**** Selected extract

Posted by
skep41 on Tuesday, September 16, 2008 12:14:31 PM

I
obsessively click on the RealClearPolitics.com electoral map every day
looking for states shifting one way or another. The movement is glacial
but there has been movement. The 'solid' states, states where there is
a ten-point or more margin are either bright red (for McCain) or
brilliant blue (for Obama). I always resented that red-blue thing. The
Dems would naturally be red in my mind, to match their political
philosophy. The whole red-blue nomenclature came out of the 2000
election and I always thought that the media consciously labeled the
Republicans red just to deflect any connotations of socialism from
their beloved Democrats.
RCP labels any state that has a less than
ten-point margin, but still outside the margin-of-error as 'leaning'
and uses a paler shade of blue or red to denote these states. Any
states that are polling inside the margin-of-error are depicted in
gray. You can click on any state to get the list of polls which are
averaged to arrive at the number that determines the state's color.
There's
a major weakness in RCP's mapping, though. Some of the polls that are
averaged into the count were taken in the middle of August, especially
in states like California or New York where the smart guys are so
convinced of the outcome that there are no real polls being conducted.
But
of the states where the polls are recent and done within the last few
days the map shows a clear trend; the blue is washing out and becoming
lighter and the red is expanding and becoming brighter. Texas, usually
a slam-dunk Republican state was light red in August and has now
regained its dark red hue. North Carolina has gone from gray to bright
red in the last few weeks. Montana had been in the toss-up column
during the pre-Palin doldrums and is now light red. Indiana has moved
from light blue to light red. Ohio has moved from light blue to gray.
Florida has moved from gray to light red. Missouri from gray to light
red.
But the most startling shifts are in the reliably blue states.
Oregon and Washington have paled to light blue. Minnesota, cursed with
a Democratic senate candidate who makes Al Sharpton look like a
reasonable moderate, has moved from bright blue to gray. Michigan, the
Democratic disaster area undergoing an economic meltdown engineered by
its Democratic governor, legislature, congressional delegation, and
Senators and further propelled by the suicidal UAW has lost its blue
tinge and is now gray. Virginia, a hopeful pickup in the eyes of the
Obamanoids has gone from pale blue to gray, Florida from gray to pale
pink. Pennsylvania has lost its blue tint and is now lingering in gray
land. The most startling of all, Blue Jersey has gone pale blue.
Since
the Republican convention NO state has gone from red to gray or red to
blue. The trend has been all one way. Its becoming increasingly
difficult to look at the map and put together a winning scenario for
Obama. But think back six or seven weeks. The map looked a whole lot
different. Then it was difficult to put together a reasonable scenario
that elected McCain.

********

Task set:
a) In the post about the RealClearPolitics electoral map, copy the passage starting at "But the most" and ending at "gone pale blue.", word for word.
b) In the post about the RealClearPolitics electoral map, what color does RCP use for states polling inside the margin of error?
c) Pick up the post about the RealClearPolitics electoral map after its final sentence and write the next part.

**** Stored rows

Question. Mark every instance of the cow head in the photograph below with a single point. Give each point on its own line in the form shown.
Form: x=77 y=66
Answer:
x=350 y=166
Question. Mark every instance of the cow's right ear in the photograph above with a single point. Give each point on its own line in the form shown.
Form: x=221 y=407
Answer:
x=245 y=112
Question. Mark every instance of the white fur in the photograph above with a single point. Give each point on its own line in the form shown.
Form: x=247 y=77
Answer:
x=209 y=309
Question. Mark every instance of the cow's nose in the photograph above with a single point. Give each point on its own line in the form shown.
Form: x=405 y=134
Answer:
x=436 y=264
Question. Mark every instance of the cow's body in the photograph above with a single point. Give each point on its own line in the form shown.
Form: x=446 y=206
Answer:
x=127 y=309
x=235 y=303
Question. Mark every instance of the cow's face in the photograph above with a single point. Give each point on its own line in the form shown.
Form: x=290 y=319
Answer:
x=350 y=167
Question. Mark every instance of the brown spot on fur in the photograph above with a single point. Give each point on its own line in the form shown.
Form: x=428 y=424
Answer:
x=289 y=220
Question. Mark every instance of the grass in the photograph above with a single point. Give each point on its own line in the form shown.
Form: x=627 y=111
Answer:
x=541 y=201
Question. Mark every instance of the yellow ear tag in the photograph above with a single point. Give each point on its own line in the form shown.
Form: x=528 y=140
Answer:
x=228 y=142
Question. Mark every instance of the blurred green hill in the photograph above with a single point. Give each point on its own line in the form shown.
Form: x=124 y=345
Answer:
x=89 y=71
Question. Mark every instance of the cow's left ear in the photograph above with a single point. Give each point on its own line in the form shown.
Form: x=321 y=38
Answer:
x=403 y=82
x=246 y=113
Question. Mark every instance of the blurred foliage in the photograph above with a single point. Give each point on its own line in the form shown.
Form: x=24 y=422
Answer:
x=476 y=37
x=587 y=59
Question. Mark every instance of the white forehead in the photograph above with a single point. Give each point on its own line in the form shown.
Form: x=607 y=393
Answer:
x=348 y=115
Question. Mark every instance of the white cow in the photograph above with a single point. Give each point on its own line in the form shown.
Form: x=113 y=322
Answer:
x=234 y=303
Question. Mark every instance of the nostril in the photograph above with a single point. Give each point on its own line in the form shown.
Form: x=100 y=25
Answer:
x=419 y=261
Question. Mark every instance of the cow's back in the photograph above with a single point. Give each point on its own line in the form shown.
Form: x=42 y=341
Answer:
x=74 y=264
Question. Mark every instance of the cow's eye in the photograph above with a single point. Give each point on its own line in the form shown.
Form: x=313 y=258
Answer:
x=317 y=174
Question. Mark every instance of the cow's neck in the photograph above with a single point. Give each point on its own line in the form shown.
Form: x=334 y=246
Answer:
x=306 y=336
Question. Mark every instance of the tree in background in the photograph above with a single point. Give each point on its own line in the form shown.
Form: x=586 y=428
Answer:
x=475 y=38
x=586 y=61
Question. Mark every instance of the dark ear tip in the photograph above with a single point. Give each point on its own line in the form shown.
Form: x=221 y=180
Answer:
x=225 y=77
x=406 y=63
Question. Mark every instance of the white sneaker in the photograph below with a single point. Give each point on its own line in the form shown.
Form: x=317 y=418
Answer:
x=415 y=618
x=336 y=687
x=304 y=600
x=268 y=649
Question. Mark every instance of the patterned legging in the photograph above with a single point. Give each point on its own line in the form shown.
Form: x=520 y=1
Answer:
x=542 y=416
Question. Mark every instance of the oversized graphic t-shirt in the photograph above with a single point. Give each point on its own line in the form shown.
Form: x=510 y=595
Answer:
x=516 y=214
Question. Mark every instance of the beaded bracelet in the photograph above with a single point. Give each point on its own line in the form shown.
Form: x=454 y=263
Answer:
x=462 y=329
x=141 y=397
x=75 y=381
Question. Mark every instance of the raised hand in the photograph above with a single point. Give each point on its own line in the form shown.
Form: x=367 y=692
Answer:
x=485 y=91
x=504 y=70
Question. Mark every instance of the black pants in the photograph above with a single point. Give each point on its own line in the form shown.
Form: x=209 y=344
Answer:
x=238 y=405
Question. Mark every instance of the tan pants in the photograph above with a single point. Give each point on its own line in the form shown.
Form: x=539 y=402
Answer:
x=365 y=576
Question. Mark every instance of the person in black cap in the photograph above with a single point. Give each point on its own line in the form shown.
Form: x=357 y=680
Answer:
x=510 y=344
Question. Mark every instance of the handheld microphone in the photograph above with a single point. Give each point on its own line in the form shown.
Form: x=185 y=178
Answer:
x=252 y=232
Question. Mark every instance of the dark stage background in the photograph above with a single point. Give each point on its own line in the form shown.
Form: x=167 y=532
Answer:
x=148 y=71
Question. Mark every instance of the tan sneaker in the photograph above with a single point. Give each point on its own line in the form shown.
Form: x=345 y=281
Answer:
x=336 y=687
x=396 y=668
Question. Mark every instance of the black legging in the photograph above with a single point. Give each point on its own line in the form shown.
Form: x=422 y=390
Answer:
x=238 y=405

********

Per-task answers:
a)
But the most startling shifts are in the reliably blue states.
Oregon and Washington have paled to light blue. Minnesota, cursed with
a Democratic senate candidate who makes Al Sharpton look like a
reasonable moderate, has moved from bright blue to gray. Michigan, the
Democratic disaster area undergoing an economic meltdown engineered by
its Democratic governor, legislature, congressional delegation, and
Senators and further propelled by the suicidal UAW has lost its blue
tinge and is now gray. Virginia, a hopeful pickup in the eyes of the
Obamanoids has gone from pale blue to gray, Florida from gray to pale
pink. Pennsylvania has lost its blue tint and is now lingering in gray
land. The most startling of all, Blue Jersey has gone pale blue.

b) Gray.

c)
Maps can mislead you. Part of whats wrong with
politics today is the obsession with local details and key voter groups
in swing states and the inability to think that big ideas don't matter
in elections. But both Obama's rise and the Palin phenomenon are
exactly a result of their ideas and they both moved numbers in areas
that previously were considered untouchable. This is no longer an
election taking place in the swing states, this is the first national
election since 1994, when Newt took congress away from the Democrats.
The entire country wants to drill for oil. The entire country doesn't
want their taxes to go up. The entire country heard the questions that
Giuliani and Palin raised about who exactly Barak Obama was and how
unqualified he was for the job of president and is now reacting to his
pathetic response. The reply was to equate 'community organizer' with
Jesus or Abraham Lincoln, a tack that was so offensive and phony that
it
highlighted the fact that
they aren't able to talk about what he did as a 'community organizer'.
So by default people have inserted the image of Al Sharpton and drawn
their own conclusions. There is no legislative record. As they've
plowed through Governor Palin's life we've gotten twenty times more
information on
what she did than we ever got about Obama.
I
dont believe RCP's map. I think that the campaigns know better. We're
starting to see McCain commercials on cable in California. I would love
to see an unbiased recent poll in California. Adding in 'The Bradley
Factor', the rule that black candidates poll higher than they run,
which is stronger in California than anywhere else, I wouldn't be
surprised to find out that Obama is even shaky in California. If he can
be polling within the margin of error in Oregon and Washington than
there is something that people everywhere are rejecting about Obama and
the rot is spreading. There is a gravity that is pulling the entire
Democratic ticket down with it.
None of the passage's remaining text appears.